═════ Information given
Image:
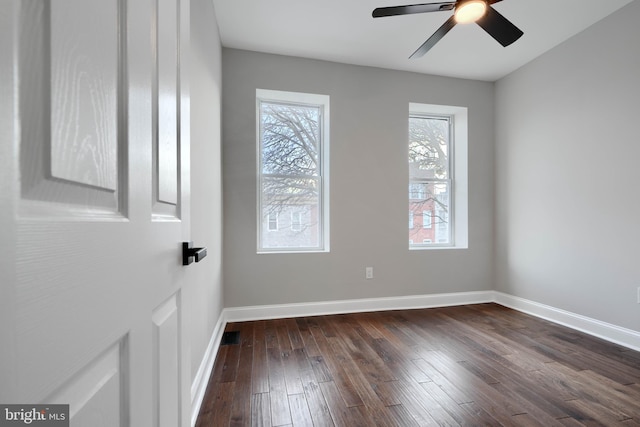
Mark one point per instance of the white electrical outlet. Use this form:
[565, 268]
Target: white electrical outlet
[368, 273]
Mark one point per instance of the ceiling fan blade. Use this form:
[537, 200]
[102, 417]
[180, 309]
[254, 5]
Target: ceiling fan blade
[413, 8]
[435, 38]
[499, 27]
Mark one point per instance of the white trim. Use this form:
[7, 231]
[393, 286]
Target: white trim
[612, 333]
[200, 382]
[262, 312]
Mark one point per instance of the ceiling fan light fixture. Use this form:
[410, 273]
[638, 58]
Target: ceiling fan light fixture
[470, 11]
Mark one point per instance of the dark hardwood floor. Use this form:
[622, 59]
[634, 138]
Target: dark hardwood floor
[476, 365]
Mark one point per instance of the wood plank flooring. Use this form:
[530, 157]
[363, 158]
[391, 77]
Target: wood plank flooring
[476, 365]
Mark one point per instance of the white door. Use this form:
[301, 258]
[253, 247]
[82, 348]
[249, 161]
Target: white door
[94, 196]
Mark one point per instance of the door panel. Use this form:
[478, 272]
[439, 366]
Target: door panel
[84, 92]
[165, 357]
[95, 394]
[167, 140]
[72, 96]
[90, 314]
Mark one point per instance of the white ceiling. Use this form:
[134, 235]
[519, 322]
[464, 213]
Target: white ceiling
[344, 31]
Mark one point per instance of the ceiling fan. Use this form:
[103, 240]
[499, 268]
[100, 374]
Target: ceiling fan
[465, 11]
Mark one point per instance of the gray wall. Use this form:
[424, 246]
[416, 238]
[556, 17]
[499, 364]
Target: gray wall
[369, 174]
[204, 292]
[567, 150]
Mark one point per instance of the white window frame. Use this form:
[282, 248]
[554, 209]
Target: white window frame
[297, 98]
[458, 158]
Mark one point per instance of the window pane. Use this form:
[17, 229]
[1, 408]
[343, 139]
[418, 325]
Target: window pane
[290, 139]
[429, 147]
[296, 203]
[292, 171]
[429, 213]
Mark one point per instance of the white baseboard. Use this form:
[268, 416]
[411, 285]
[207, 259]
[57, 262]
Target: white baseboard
[615, 334]
[241, 314]
[199, 385]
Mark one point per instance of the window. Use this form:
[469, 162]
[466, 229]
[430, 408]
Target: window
[437, 195]
[426, 220]
[273, 222]
[296, 221]
[293, 183]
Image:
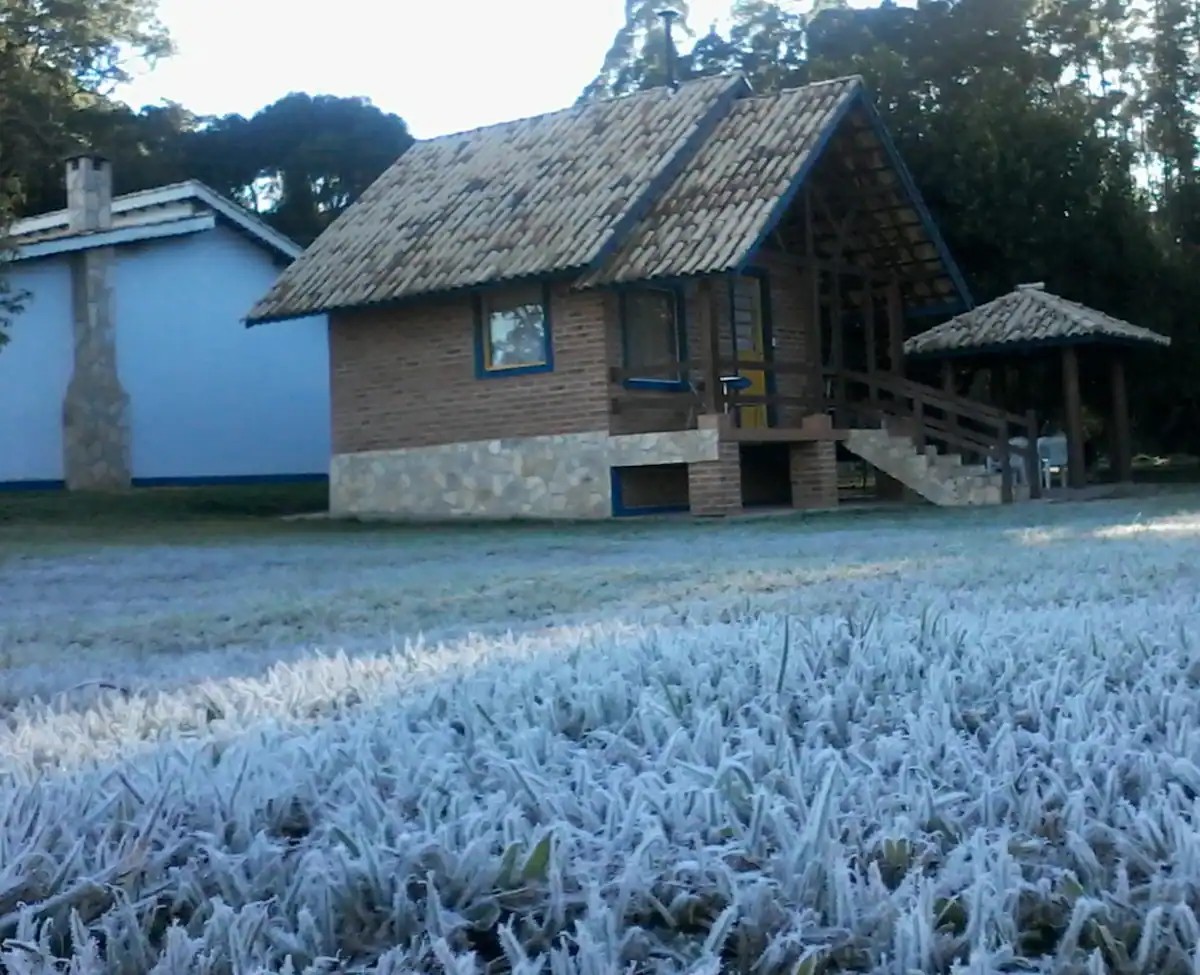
══════════
- [Short task]
Give all the rows above as a Markdown table with the columns No. and Line. Put each line in its own table row with its number, skip blank lines, and leave out the pictures.

- [Result]
| No. | Line |
|---|---|
| 1 | Image: |
| 2 | Mark one point per instance of the white electrical outlet. Use this form: |
| 3 | [565, 268] |
| 4 | Target: white electrical outlet |
| 5 | [368, 273] |
| 6 | Mark one point per instance of the ceiling fan blade. Use this form: |
| 7 | [537, 200] |
| 8 | [102, 417] |
| 9 | [180, 309] |
| 10 | [254, 5] |
| 11 | Target: ceiling fan blade |
| 12 | [413, 8] |
| 13 | [435, 38] |
| 14 | [499, 27] |
| 15 | Mark one point per instance of the white trim. Use this form: |
| 16 | [7, 231] |
| 17 | [393, 286] |
| 18 | Target: white trim |
| 19 | [612, 333] |
| 20 | [200, 382] |
| 21 | [262, 312] |
| 22 | Mark one point per instance of the ceiling fan light fixture. Use this form: |
| 23 | [410, 273] |
| 24 | [638, 58] |
| 25 | Target: ceiling fan light fixture |
| 26 | [470, 11] |
| 27 | Mark one point per instance of the dark hardwood floor. Use this form: |
| 28 | [622, 59] |
| 29 | [634, 138] |
| 30 | Target: dark hardwood floor |
| 31 | [476, 365] |
| 32 | Mark one point per instance of the wood plank flooring. Use this form: |
| 33 | [530, 157] |
| 34 | [363, 158] |
| 35 | [391, 77] |
| 36 | Target: wood plank flooring |
| 37 | [476, 365] |
| 38 | Mark one point per instance of the white door. Use this form: |
| 39 | [301, 258] |
| 40 | [253, 247] |
| 41 | [82, 348] |
| 42 | [249, 161] |
| 43 | Target: white door |
| 44 | [94, 196] |
| 45 | Mark one point per instance of the door panel. Use this form: |
| 46 | [478, 272] |
| 47 | [439, 366] |
| 48 | Target: door panel |
| 49 | [84, 92] |
| 50 | [165, 357] |
| 51 | [95, 394] |
| 52 | [167, 140] |
| 53 | [72, 96] |
| 54 | [90, 314] |
| 55 | Mark one point per instance of the white ceiling. Use this form: |
| 56 | [134, 235] |
| 57 | [519, 322] |
| 58 | [464, 213] |
| 59 | Target: white ceiling |
| 60 | [344, 31] |
| 61 | Mark one point per instance of the ceiling fan. Use this form: |
| 62 | [103, 240] |
| 63 | [499, 268] |
| 64 | [100, 374] |
| 65 | Target: ceiling fan |
| 66 | [465, 11] |
| 67 | Mark one point per instance of the gray wall. Use this form: |
| 68 | [424, 246] |
| 69 | [416, 238] |
| 70 | [556, 17] |
| 71 | [499, 364] |
| 72 | Target: gray wall |
| 73 | [369, 174] |
| 74 | [204, 292] |
| 75 | [567, 150] |
| 76 | Mark one point per instance of the white window frame. Use this form: |
| 77 | [282, 248] |
| 78 | [554, 209] |
| 79 | Target: white window frame |
| 80 | [297, 98] |
| 81 | [458, 158] |
| 82 | Mark one point per instance of the window pane. Use this form: |
| 83 | [17, 229] |
| 84 | [1, 408] |
| 85 | [343, 139] |
| 86 | [418, 325] |
| 87 | Target: window pane |
| 88 | [290, 139] |
| 89 | [429, 147] |
| 90 | [296, 203] |
| 91 | [292, 171] |
| 92 | [429, 213] |
| 93 | Mark one point per instance of the white baseboard. Use this form: |
| 94 | [268, 416] |
| 95 | [411, 285] |
| 96 | [207, 259] |
| 97 | [57, 262] |
| 98 | Target: white baseboard |
| 99 | [615, 334] |
| 100 | [241, 314] |
| 101 | [199, 385] |
| 102 | Mark one point per instance of the window. Use this form: |
| 103 | [469, 162] |
| 104 | [466, 229] |
| 105 | [430, 408] |
| 106 | Target: window |
| 107 | [437, 195] |
| 108 | [426, 220] |
| 109 | [273, 222] |
| 110 | [296, 221] |
| 111 | [293, 183] |
| 112 | Image: |